## begin Excerpted passage

# Gormully and Jefferey new baby coming home tomorrow.



## Tedhils (Aug 5, 2019)

Okay, you G&J gurus.  I am final turning my riding hobby into a collecting hobby.  But, I sure could use some help identifying this beauty.  
The badge looks like a model 86??  I can't find anything on that model.  
Any ideas on model and year?
Thanks!


----------



## GiovanniLiCalsi (Aug 5, 2019)

1898?


----------



## Jesse McCauley (Aug 5, 2019)

I can tell you the bars / stem / grips are correct.
The saddle and rims are not. 


Sent from my iPhone using Tapatalk


----------



## corbettclassics (Aug 5, 2019)

I don't think that's an "8" as it looks more like a "2" for 26


----------



## fordmike65 (Aug 5, 2019)

1898 #26





Check inside the seat tube for a build tag


----------



## Tedhils (Aug 5, 2019)

Ahhh.  I had not considered that the 8 is really a 2.  I will see tomorrow.
What would the saddle and wheels have been on originally if not on this bike?


----------



## Iverider (Aug 5, 2019)

I’m not sure what’s wrong with the rims unless they should be G&J wood clinchers. They look fine to me. They should be “28 inch” which measure around 25” in diameter.


----------



## razinhellcustomz (Aug 5, 2019)

fordmike65 said:


> 1898 #26
> View attachment 1042000
> 
> 
> ...



Cool bike and tag. Ride on. Razin.


----------



## fordmike65 (Aug 5, 2019)

razinhellcustomz said:


> Cool bike and tag. Ride on. Razin.



Thanks!....but not riding anywhere yet. Just a display piece for now.


----------



## GiovanniLiCalsi (Aug 5, 2019)

Tedhils said:


> Ahhh.  I had not considered that the 8 is really a 2.  I will see tomorrow.
> What would the saddle and wheels have been on originally if not on this bike?



Here is an original Rambler saddle....

## end Excerpted passage

> **Exercise objective**
Rewrite the bicycle thread from "## Iverider (Aug" up to and including "razinhellcustomz (Aug 5, 2019)", putting "wooden clinchers" in place of "wood clinchers". The entries have no role in this.

## begin Raw records

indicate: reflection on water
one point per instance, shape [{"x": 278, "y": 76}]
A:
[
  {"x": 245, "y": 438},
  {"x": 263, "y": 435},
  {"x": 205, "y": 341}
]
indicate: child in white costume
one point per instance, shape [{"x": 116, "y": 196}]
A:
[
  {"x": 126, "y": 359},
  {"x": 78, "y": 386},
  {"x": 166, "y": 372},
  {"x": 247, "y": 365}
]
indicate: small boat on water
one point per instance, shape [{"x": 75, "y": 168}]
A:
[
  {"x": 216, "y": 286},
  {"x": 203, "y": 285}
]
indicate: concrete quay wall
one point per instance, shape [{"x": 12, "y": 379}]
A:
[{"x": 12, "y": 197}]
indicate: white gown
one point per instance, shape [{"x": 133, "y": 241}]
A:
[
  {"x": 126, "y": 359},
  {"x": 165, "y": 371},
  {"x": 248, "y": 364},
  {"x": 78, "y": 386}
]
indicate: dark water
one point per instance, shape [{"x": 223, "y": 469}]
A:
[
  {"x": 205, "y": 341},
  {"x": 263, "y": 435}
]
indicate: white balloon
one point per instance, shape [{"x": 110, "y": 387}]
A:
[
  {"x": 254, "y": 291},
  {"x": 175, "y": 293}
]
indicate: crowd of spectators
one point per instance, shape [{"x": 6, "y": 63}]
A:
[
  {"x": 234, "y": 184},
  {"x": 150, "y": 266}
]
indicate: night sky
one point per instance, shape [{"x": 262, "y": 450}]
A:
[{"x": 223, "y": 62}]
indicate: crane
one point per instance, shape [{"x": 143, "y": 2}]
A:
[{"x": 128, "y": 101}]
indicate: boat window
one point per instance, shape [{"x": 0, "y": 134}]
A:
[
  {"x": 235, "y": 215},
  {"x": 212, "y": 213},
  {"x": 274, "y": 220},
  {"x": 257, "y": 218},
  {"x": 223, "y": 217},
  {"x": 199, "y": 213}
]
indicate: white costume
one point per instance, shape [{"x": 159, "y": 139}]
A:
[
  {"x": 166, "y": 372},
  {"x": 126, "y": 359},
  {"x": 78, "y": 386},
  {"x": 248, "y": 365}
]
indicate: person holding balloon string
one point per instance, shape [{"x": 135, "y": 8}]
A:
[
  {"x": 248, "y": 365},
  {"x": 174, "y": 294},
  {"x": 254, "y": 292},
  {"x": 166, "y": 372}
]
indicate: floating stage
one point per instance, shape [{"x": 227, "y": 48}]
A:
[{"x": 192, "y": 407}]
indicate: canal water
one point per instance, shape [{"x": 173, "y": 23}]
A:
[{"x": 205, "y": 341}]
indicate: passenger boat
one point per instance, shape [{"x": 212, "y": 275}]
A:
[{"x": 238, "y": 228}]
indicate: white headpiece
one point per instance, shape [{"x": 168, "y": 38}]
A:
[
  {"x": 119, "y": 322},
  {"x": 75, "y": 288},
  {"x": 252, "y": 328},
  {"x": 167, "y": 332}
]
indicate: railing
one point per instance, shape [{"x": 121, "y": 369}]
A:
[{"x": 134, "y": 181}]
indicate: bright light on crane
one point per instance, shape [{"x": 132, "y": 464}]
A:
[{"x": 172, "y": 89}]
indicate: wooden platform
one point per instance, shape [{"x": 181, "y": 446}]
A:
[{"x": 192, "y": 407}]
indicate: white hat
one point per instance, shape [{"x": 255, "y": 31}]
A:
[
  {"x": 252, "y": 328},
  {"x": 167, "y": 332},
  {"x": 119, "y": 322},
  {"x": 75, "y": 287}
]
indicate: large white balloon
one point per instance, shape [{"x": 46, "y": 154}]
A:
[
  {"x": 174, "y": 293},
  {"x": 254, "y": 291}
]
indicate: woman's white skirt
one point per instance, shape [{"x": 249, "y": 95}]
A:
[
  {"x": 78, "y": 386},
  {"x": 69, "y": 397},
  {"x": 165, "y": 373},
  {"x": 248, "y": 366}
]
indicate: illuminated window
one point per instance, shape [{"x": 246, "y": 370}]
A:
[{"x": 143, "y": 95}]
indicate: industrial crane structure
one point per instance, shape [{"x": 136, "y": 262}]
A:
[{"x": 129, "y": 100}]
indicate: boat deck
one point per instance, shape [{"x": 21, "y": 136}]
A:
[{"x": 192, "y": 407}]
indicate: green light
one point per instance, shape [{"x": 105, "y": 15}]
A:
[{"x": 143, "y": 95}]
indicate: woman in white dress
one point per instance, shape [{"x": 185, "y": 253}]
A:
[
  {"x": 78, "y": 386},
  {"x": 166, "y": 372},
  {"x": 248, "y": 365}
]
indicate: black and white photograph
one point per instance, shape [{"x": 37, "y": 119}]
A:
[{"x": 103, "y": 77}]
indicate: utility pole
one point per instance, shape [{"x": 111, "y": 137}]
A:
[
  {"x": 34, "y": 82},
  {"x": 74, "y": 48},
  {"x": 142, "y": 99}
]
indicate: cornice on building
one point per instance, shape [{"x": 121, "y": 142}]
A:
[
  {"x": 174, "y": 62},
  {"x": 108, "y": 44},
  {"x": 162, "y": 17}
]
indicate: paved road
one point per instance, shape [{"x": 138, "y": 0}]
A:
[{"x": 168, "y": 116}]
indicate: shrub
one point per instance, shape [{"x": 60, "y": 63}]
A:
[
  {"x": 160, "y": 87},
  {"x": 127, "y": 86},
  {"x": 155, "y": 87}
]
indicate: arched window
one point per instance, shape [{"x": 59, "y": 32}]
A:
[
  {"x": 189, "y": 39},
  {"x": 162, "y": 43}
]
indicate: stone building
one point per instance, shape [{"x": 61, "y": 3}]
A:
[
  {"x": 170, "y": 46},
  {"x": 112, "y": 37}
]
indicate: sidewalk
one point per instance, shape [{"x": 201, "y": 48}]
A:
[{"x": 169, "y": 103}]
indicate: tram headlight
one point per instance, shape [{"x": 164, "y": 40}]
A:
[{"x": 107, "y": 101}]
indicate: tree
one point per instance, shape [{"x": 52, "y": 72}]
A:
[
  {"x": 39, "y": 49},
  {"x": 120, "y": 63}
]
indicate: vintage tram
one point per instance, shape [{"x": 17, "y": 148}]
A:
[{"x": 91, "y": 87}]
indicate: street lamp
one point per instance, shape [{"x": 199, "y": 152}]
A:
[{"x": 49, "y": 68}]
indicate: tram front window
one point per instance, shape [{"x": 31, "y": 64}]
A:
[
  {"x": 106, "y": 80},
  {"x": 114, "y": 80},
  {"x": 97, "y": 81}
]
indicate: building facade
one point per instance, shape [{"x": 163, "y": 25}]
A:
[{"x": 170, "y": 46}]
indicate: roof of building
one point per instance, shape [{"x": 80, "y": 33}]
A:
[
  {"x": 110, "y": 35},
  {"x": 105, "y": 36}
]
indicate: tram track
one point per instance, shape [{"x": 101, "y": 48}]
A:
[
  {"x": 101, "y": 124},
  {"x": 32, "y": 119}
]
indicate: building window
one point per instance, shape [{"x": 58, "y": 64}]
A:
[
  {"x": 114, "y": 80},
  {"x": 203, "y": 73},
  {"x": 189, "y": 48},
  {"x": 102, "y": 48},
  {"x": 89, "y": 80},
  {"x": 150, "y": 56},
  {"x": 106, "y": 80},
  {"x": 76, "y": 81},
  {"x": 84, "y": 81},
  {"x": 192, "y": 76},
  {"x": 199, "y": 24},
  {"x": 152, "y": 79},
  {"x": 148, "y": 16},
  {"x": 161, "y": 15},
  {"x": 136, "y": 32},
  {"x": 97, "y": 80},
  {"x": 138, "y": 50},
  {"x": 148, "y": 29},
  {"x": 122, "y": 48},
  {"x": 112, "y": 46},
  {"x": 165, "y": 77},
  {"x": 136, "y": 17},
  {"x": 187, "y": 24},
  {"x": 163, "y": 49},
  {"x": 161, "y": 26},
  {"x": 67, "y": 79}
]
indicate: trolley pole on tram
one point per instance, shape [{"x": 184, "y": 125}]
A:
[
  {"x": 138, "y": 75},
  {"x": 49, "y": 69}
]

## end Raw records

> **Task result**
## Iverider (Aug 5, 2019)

I’m not sure what’s wrong with the rims unless they should be G&J wooden clinchers. They look fine to me. They should be “28 inch” which measure around 25” in diameter.


----------



## razinhellcustomz (Aug 5, 2019)